**Activities**
a. In the book description about love, what does Ruti treat the past as?
b. Extract the part of the book description about love that begins at the words "We are conditioned" and stops after the words "effortlessly to enjoy.".
c. Write what comes next in the book description of The Summons of Love, picking up after its final sentence.
-------- Passage
We are conditioned to think that love heals wounds, makes us happy, and gives our lives meaning. When the opposite occurs and love causes fracturing, disenchantment, and existential turmoil, we suffer deeply, especially if we feel that love has failed us or that we have failed to experience what others seem so effortlessly to enjoy.

In this eloquently argued, psychologically informed book, Mari Ruti portrays love as a much more complex, multifaceted phenomenon than we tend to appreciate—an experience that helps us encounter the depths of human existence. Love's ruptures are as important as its triumphs, and sometimes love succeeds because it fails. At the heart of Ruti's argument is a meditation on interpersonal ethics that acknowledges the inherent opacity of human interiority and the difficulty of taking responsibility for what we cannot fully understand.

Yet the fact that humans are often irrational in love does not absolve us of ethical accountability. In Ruti's view, we must work harder to map the unconscious patterns motivating our romantic behavior. As opposed to popular spiritual approaches urging us to live fully in the now, Ruti treats the past as a living component of the present. Only when we catch ourselves at those moments when the past speaks in the present can we keep ourselves from hurting the ones we love. Equally important, Ruti emphasizes transcending our individual histories of pain, an act that allows us to face the unconscious demons that dictate our relational choices. Written with substance and compassion, The Summons of Love restores the enlivening and transformative possibilities of romance.
----------------
-------- Input data
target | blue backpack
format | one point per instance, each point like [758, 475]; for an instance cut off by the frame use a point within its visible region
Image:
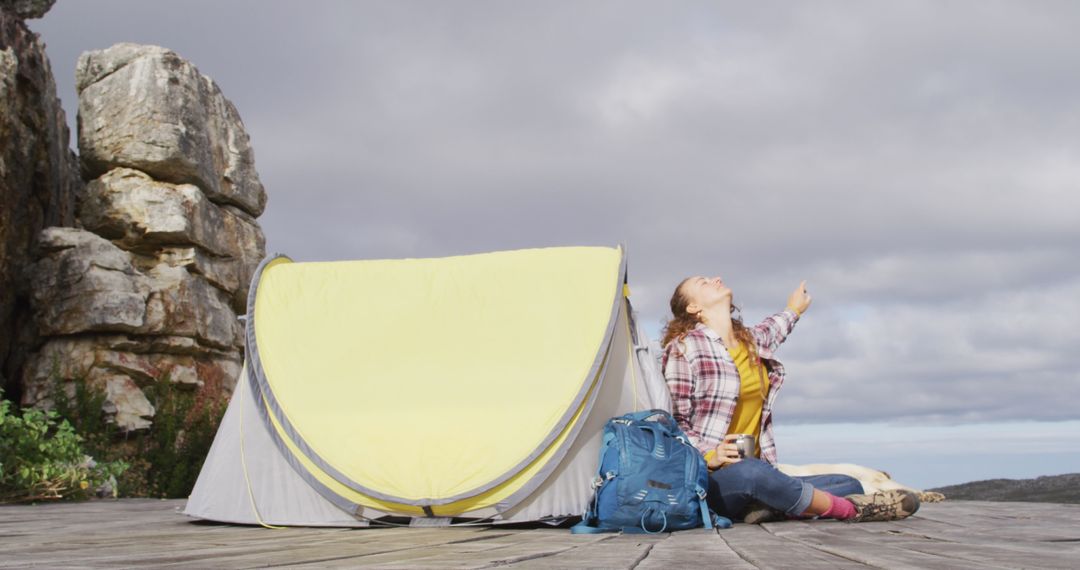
----------------
**Response list**
a. A living component of the present.

b.
We are conditioned to think that love heals wounds, makes us happy, and gives our lives meaning. When the opposite occurs and love causes fracturing, disenchantment, and existential turmoil, we suffer deeply, especially if we feel that love has failed us or that we have failed to experience what others seem so effortlessly to enjoy.

c.
What Critics Are Saying

“The self-help field is saturated with books on love, yet Mari Ruti's book, The Summons of Love, is in a class by itself—elegantly and beautifully written, superior in every way.”

—Henry Kellerman, psychologist, psychoanalyst,

and author of Love Is Not Enough: What It Takes To Make It Work and The 4 Steps to Peace of Mind: The Simple Effective Way to Cure Our Emotional Symptoms

The Summons of Love distills decades of psychoanalytic wisdom into a graceful, engaging, and eminently useful exploration of the ups and downs of romantic love. Whether a veteran or novice in the ways of love, the reader takes away an enriched understanding of what it means to invest in deep relating.”

—Margaret Crastnopol, psychoanalyst

and clinical instructor, Department of Psychiatry and Behavioral Sciences, University of Washington

Teaching


Mari Ruti started teaching contemporary theory - including gender and sexuality studies - to Harvard undergraduates in 1991 when she was still a graduate student. Nine years later, she became Assistant Director of the Harvard program for the Study of Women, Gender, and Sexuality.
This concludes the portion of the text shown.